[Source records]
□ □ □

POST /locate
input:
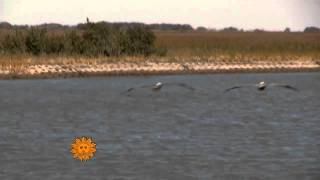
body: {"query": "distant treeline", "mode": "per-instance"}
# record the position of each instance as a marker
(162, 27)
(81, 26)
(91, 39)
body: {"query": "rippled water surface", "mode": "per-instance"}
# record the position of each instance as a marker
(172, 134)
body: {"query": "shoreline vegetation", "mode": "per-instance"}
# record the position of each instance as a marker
(136, 49)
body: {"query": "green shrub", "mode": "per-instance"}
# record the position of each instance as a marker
(139, 41)
(35, 40)
(96, 39)
(14, 43)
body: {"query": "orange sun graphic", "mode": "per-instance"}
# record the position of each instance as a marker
(83, 148)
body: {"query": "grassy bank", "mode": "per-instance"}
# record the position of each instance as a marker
(259, 44)
(211, 51)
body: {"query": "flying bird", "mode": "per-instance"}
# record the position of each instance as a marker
(158, 86)
(262, 86)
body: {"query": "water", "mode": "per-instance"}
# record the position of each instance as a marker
(172, 134)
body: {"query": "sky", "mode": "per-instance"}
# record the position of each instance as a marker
(246, 14)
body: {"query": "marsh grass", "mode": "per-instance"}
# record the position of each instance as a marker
(239, 44)
(192, 47)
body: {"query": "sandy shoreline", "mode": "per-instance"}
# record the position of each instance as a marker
(153, 68)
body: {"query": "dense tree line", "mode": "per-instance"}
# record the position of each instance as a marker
(94, 39)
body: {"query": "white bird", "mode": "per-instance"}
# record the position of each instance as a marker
(158, 86)
(262, 86)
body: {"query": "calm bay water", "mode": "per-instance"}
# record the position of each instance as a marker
(171, 134)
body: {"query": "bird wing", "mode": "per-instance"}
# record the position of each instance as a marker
(180, 84)
(284, 86)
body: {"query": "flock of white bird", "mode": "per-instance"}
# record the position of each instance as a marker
(259, 86)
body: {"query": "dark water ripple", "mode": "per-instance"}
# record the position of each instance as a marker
(174, 134)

□ □ □

Excluding the pictures, restate the records above word for word.

→ FINAL RESULT
POST /locate
input:
body: {"query": "distant treeline", "mode": "per-instance"}
# record the position of each instance as a marker
(162, 27)
(81, 26)
(91, 39)
body: {"query": "rippled water surface", "mode": "per-instance"}
# record the position of each instance as a marker
(172, 134)
body: {"query": "shoreline vegetation", "mode": "per-instance"}
# record the position of each instance as a marker
(136, 49)
body: {"query": "green shrub", "mode": "per-instance"}
# record the position of each instance as a marker
(139, 41)
(35, 40)
(96, 39)
(14, 43)
body: {"query": "orange sun graphic", "mode": "per-instance"}
# record the position of each instance as a marker
(83, 148)
body: {"query": "grassy bank", "mode": "per-instance"}
# record the position of each instance as a marker
(259, 44)
(211, 51)
body: {"query": "flying bird", "mode": "per-instance"}
# record the position of each instance as a marker
(158, 86)
(262, 86)
body: {"query": "water", "mode": "per-instance"}
# record the position of each instance as a marker
(172, 134)
body: {"query": "sky", "mode": "per-instance"}
# record the position of each instance as a marker
(246, 14)
body: {"query": "marsh grass", "mode": "per-instance"}
# record the position of each instance as a marker
(239, 44)
(192, 47)
body: {"query": "sandy shoreline", "mode": "per-instance"}
# record the position of each instance as a marker
(153, 68)
body: {"query": "dense tree line", "mode": "per-instance"}
# record the position of each instance as a marker
(94, 39)
body: {"query": "white bird", "mode": "per-instance"}
# record the position of each instance as a marker
(158, 86)
(262, 86)
body: {"query": "calm bay water", "mode": "per-instance"}
# record the position of each instance as a marker
(171, 134)
body: {"query": "bird wing", "mode": "per-instance"}
# record the position of each instance as a marker
(180, 84)
(284, 86)
body: {"query": "flock of white bird", "mode": "per-instance"}
# record the position of each instance as a marker
(259, 86)
body: {"query": "dark water ripple", "mode": "per-instance"}
# record the position of each instance as a marker
(174, 134)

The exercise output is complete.